[Start of Dataset records]
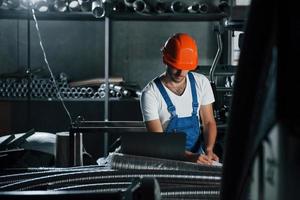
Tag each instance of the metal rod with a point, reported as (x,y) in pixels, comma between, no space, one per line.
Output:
(106,67)
(217,57)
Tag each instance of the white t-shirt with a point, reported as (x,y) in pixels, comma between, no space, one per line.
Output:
(154,107)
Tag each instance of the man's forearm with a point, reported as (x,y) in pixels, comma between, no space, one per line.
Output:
(210,134)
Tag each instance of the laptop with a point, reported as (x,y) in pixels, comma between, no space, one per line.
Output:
(159,145)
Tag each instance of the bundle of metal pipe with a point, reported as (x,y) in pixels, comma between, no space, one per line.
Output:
(125,161)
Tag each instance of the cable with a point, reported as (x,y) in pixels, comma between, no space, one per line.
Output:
(48,66)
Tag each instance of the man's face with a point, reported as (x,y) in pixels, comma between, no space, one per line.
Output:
(176,75)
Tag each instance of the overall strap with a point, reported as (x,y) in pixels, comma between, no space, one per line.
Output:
(171,107)
(194,93)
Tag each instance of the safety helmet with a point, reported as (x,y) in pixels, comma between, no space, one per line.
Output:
(180,51)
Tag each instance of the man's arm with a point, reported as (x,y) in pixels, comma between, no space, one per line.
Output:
(154,126)
(209,130)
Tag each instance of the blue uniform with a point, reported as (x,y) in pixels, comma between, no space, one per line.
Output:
(189,125)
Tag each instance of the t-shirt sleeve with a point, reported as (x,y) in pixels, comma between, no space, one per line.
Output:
(149,105)
(208,95)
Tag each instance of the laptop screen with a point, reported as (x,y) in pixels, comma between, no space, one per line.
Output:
(159,145)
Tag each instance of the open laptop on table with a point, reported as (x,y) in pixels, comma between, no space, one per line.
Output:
(159,145)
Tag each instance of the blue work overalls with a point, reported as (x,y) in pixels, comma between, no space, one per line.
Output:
(189,125)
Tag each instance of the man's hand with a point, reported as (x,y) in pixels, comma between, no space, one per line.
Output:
(212,156)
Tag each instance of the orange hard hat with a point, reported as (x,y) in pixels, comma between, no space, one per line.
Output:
(180,51)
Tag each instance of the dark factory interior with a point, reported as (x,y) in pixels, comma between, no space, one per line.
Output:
(96,99)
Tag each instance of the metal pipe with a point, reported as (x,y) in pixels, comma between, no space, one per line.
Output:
(41,5)
(74,5)
(141,6)
(85,5)
(60,5)
(98,9)
(217,57)
(178,7)
(194,7)
(129,3)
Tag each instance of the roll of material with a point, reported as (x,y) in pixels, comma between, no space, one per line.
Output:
(62,154)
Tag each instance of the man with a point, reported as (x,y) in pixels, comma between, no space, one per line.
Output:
(174,101)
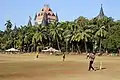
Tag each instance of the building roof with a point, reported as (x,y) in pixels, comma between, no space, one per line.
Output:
(46,10)
(101,13)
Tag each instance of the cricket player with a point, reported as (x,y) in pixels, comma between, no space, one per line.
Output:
(91,57)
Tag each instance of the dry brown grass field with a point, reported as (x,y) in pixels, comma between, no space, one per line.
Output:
(50,67)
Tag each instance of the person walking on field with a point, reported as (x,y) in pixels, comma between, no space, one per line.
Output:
(91,56)
(37,54)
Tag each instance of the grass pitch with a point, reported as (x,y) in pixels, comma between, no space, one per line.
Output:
(49,67)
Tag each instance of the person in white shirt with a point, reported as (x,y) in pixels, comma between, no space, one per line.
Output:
(91,56)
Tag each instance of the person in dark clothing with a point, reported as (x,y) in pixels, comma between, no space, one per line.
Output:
(37,55)
(63,56)
(91,56)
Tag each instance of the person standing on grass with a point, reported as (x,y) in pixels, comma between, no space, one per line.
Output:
(91,56)
(63,56)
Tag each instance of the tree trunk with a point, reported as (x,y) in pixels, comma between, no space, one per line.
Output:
(100,46)
(85,47)
(58,44)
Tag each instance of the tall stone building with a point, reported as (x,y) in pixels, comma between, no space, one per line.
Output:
(45,16)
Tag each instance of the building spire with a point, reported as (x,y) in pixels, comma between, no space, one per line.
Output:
(101,13)
(35,16)
(29,22)
(57,17)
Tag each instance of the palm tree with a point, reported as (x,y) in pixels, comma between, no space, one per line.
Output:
(83,32)
(8,25)
(56,31)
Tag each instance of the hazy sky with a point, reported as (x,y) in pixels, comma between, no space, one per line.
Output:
(18,11)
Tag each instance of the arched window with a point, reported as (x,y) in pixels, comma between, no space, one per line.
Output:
(42,9)
(39,14)
(53,14)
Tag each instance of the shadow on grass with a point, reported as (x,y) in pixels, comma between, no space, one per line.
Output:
(97,68)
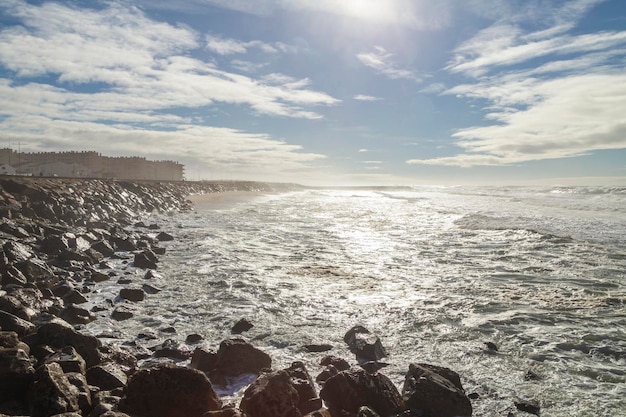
[End of Dataset records]
What you should do: Give every line of the entries above as a JSON list of strings, one string per line, with blank lines skipped. Leave the pictures out.

Expected answer:
[
  "Tag each instance of the metal rod with a point, reported as (x,y) in pixels, comma between, no space, one per line.",
  "Output:",
  "(106,67)",
  "(217,57)",
  "Tag each instance of the white t-shirt with a point, reported as (x,y) in pixels, comma between, no space, one per line.",
  "Output:",
  "(154,107)",
  "Tag each instance of the man's forearm with a point, reported as (x,y) in pixels, comma between, no space, one per line.",
  "Output:",
  "(210,134)",
  "Tag each instance of the laptop with a point, reported as (x,y) in pixels, comma between, no space, one per line.",
  "Output:",
  "(159,145)",
  "Tag each instance of the bundle of metal pipe with a point, reported as (x,y) in pixels, comma between, no space, one per line.",
  "Output:",
  "(125,161)",
  "Tag each instance of the cable with a point, reported as (x,y) in pixels, comma between, no space, one per line.",
  "Output:",
  "(48,66)",
  "Tag each instance of the man's face with a point, reported as (x,y) in pixels, comma between, no space, one per line.",
  "Output:",
  "(176,75)",
  "Tag each instance of the overall strap with a point, reported as (x,y) in pixels, comma between, no space, one per line.",
  "Output:",
  "(171,107)",
  "(194,93)",
  "Tag each instance of the safety helmet with a point, reported as (x,y) in pixels, comma between, no space, one per line.",
  "Output:",
  "(180,51)",
  "Tag each instance of the man's arm with a point, reported as (x,y) in pixels, comma between, no space, one per line.",
  "Output:",
  "(154,126)",
  "(209,130)",
  "Tag each instance of the blue uniform with a point, reported as (x,y) in pixels, comma between, no space, one per line.",
  "Output:",
  "(189,125)",
  "Tag each instance of the t-shirt sleeve with a point, reported as (x,y) in pixels, comma between, no space, one per line.",
  "Output:",
  "(149,105)",
  "(208,95)",
  "Tag each instance of the laptop screen with a point, reported as (x,y) in pixels, comma between, no space, one per line.",
  "Output:",
  "(159,145)",
  "Tag each instance of the open laptop on table with a point, reported as (x,y) in pixels, comma between, no space, one per line.",
  "Output:",
  "(159,145)",
  "Tag each instance of the blue work overalls with a point, reported as (x,y) in pixels, comma between, no space, one per line.",
  "Output:",
  "(189,125)",
  "Tag each instance of the man's hand with a point, reported as (x,y) in pixels, comma between, no space, one per line.",
  "Output:",
  "(212,156)",
  "Tag each instance of the orange hard hat with a point, reported as (x,y) in pixels, comma between, no space, one per line.",
  "Output:",
  "(180,51)",
  "Tag each instance of the dark factory interior with a point, reported as (x,y) in pixels, comma between, no space, one per line.",
  "Output:",
  "(96,99)",
  "Tag each instance of the metal pipe with a point, reported as (x,y) in pixels, comma between, no space, one per line.",
  "Output:",
  "(41,5)",
  "(74,5)",
  "(141,6)",
  "(85,5)",
  "(60,5)",
  "(98,9)",
  "(217,57)",
  "(178,7)",
  "(194,7)",
  "(129,3)",
  "Tag each instance of the roll of material with a point, reported as (x,y) in pixels, comma between, no space, one per line.",
  "Output:",
  "(62,154)",
  "Tag each instance of the man with a point, reported as (x,y) in pixels, comma between, no space, one per line.",
  "Output:",
  "(174,101)",
  "Tag each instance of the building roof with a point, reported as (x,y) in pixels, comma between, no space, one per line.",
  "Output:",
  "(46,10)",
  "(101,13)",
  "Tag each instance of the cricket player with a point, reported as (x,y) in pixels, comma between, no space, one per line.",
  "Output:",
  "(91,57)",
  "Tag each instance of the dry brown grass field with a point, reported as (x,y) in pixels, comma between, no space, one per line.",
  "Output:",
  "(50,67)",
  "Tag each instance of the person walking on field with a point, reported as (x,y) in pixels, comma between, no space, one per line.",
  "Output:",
  "(91,56)",
  "(37,54)",
  "Tag each instance of the grass pitch with a point, reported as (x,y) in pixels, comma between, no space, one per line.",
  "Output:",
  "(49,67)",
  "Tag each instance of the person in white shirt with a point, reported as (x,y) in pixels, comma between, no space, one per line.",
  "Output:",
  "(91,56)",
  "Tag each instance of the person in dark clothing with a point, reported as (x,y) in pixels, comma between, no space, one per line.",
  "Output:",
  "(37,55)",
  "(63,56)",
  "(91,56)",
  "Tag each instance of the person standing on grass with a point, reported as (x,y) in pixels, comma between, no space, one per line.",
  "Output:",
  "(91,56)",
  "(63,56)",
  "Tag each instance of the tree trunk with a point, reported as (x,y) in pixels, comma between, no space, one per line.",
  "Output:",
  "(100,46)",
  "(85,47)",
  "(58,44)",
  "Tag each instance of the tall stone building with a point, reported as (x,y) in pixels, comma between, no space, one per line.",
  "Output:",
  "(45,16)",
  "Tag each instance of the building spire with a point, reported as (x,y) in pixels, comma between, no space, one per line.",
  "Output:",
  "(101,13)",
  "(35,16)",
  "(29,22)",
  "(57,17)",
  "Tag each instance of the palm tree with a point, reported as (x,y) in pixels, comma between, no space, one per line.",
  "Output:",
  "(83,32)",
  "(8,25)",
  "(56,31)",
  "Tag each instance of the hazy sky with a point, reported as (x,y) in pixels, comma between, no space, one per line.",
  "Output:",
  "(18,11)",
  "Tag each instance of the arched window with a point, reported as (x,y) in pixels, comma between, no space, one per line.",
  "Output:",
  "(42,9)",
  "(39,14)",
  "(53,14)",
  "Tag each instance of the shadow on grass with a point, reported as (x,y) in pixels, comma between, no space, one per line.",
  "Output:",
  "(97,68)"
]